Convert every line of the data below into a JSON list of strings, one string per line, with blank lines skipped and the images left out.

********

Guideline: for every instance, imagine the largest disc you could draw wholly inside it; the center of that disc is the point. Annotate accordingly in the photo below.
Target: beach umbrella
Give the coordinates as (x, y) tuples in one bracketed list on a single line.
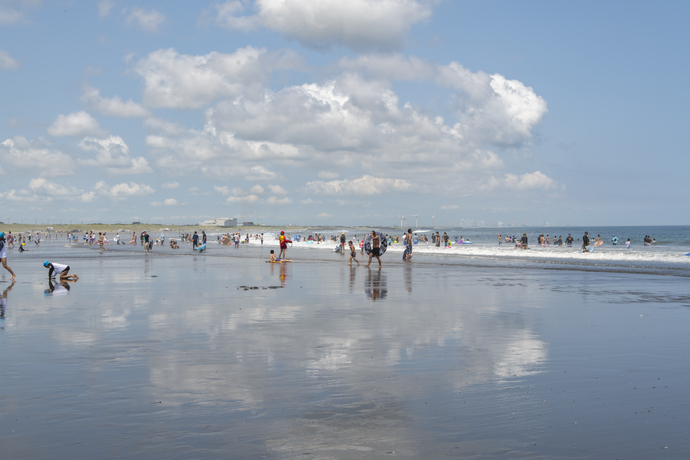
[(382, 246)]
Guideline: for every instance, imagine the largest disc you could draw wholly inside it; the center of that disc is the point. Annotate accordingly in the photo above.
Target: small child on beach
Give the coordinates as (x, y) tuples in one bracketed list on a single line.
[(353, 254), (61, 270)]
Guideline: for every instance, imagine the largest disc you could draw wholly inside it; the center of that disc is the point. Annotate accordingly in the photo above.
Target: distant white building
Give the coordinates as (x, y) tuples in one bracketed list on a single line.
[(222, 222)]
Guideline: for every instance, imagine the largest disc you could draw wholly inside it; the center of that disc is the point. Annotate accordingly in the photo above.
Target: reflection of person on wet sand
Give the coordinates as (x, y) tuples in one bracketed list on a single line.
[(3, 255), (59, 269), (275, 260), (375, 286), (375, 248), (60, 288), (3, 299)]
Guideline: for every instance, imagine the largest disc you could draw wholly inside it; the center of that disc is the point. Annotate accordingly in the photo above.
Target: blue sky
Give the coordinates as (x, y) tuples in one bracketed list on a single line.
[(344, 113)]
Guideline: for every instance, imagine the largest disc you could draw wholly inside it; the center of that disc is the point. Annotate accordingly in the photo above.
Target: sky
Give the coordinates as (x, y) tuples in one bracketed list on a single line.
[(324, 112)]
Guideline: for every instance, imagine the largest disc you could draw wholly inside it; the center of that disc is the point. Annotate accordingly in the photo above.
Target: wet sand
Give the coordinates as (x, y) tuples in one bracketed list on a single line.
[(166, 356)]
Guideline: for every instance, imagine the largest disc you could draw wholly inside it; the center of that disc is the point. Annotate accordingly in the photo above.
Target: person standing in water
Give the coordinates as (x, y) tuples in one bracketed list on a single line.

********

ANSWER
[
  "Guideline: for every instance, imagine the largest disc you could draw wholly inside it; the center of that disc is the point. Annotate accordingly in the photo below.",
  "Target: beach umbrella",
  "Give the coordinates as (x, y) tuples in one bracketed list on a single line.",
  "[(382, 246)]",
  "Guideline: for every instance, imagine the largest disc you could draw wholly inside it; the center of that disc is the point. Annotate accordingly in the photo above.",
  "Target: small child on beach",
  "Give the coordinates as (x, y) tuples in one bracketed list on a single line.",
  "[(353, 254), (61, 270)]",
  "Guideline: for every instance, imagine the largest disc you could draw wholly inside it; the center of that disc is the point. Annotate accordingly in the photo above.",
  "Target: distant white building",
  "Give the coordinates as (x, y) tuples in one bracketed list on a single line.",
  "[(222, 222)]",
  "Guideline: for every instance, imagine the largest disc you could draw wholly inside it; the center of that disc is the point. Annotate accordingly in the photo above.",
  "Target: reflection of person on wet sand",
  "Give the coordinates as (x, y) tuples in one bracketed list on a single line.",
  "[(3, 255), (59, 269), (275, 260), (375, 286), (375, 248), (60, 288), (3, 299)]",
  "Guideline: for every instance, imagine the largest disc you could draw wholly inside it; the center of that disc is the point. Annotate accordingly in the photo above.",
  "Target: blue sky",
  "Give the coordinates as (x, y) tuples in one bracketed list on a single line.",
  "[(344, 113)]",
  "Guideline: for every instance, imagine the largest disc you could draw wholly inside it; the center of that disc is the point. Annotate accordingly in the photo above.",
  "Target: sky",
  "Give the coordinates as (x, y) tuples in one bracketed list on a single line.",
  "[(324, 112)]",
  "Guideline: for every instance, imagine the largest disc you could draw wholly inside it; the center of that disc is the point. Annotate accordingly in the photo above.",
  "Target: wet sand",
  "Give the coordinates as (x, y) tuples in one bracketed list on a single line.",
  "[(166, 356)]",
  "Guideline: for every instance, imagine the largest disc you could draw wholly inside it; the center of that disc is the point. Annotate accordingly in the photo above.",
  "Target: person standing in water",
  "Give the coordinates as (x, y) tuples in one bracketed list on a single line."
]